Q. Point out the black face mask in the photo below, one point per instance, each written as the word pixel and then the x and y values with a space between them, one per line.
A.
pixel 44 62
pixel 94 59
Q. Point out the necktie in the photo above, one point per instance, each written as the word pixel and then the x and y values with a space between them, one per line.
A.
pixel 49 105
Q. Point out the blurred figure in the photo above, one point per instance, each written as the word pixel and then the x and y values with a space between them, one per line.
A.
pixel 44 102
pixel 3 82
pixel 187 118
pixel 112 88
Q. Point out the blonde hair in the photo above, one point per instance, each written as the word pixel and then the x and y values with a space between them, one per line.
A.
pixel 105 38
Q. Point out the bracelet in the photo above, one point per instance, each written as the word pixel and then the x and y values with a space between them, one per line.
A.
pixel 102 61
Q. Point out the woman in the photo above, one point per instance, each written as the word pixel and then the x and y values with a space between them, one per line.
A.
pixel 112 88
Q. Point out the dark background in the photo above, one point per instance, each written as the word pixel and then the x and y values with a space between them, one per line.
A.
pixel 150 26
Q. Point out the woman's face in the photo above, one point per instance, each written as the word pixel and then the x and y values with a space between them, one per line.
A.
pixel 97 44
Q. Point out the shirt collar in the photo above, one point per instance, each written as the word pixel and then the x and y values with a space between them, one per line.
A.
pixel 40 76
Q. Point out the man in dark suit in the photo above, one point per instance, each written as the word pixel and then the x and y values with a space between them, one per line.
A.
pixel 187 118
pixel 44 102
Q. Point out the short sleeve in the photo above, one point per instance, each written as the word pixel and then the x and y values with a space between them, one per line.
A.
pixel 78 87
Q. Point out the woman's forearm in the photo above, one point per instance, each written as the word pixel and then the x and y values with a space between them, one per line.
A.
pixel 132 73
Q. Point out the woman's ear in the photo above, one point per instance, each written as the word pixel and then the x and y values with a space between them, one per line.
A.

- [Aim of the exercise]: Rewrite the items from the line with "Q. Point out the bracelet" to the line with "pixel 40 76", both included, requests and all. Scale every x and y coordinate in the answers by 0.7 and round to whole numbers, with halves going up; return only these lines.

- [The completed task]:
Q. Point out the bracelet in the photo above, one point per instance, each written as the word pixel and then the x and y values with a space between them, one per line.
A.
pixel 71 43
Q. Point out the woman in the photo above, one point per instance, each written as the word pixel and then the x and y values with a space between them, one per line.
A.
pixel 78 62
Q. Point out the dark background in the photo above, one point per instance, each written as the word pixel and then the x and y values with a space between them, one per line.
A.
pixel 105 18
Q. Point out the woman's face in the photo above, one point per instance, each written as the word pixel and then the x and y values with a space between them, one per line.
A.
pixel 68 31
Q. Point out the shirt collar in the photo above, one point per instance, each written as the word pixel and then the x and y values with a space between them, one per line.
A.
pixel 28 53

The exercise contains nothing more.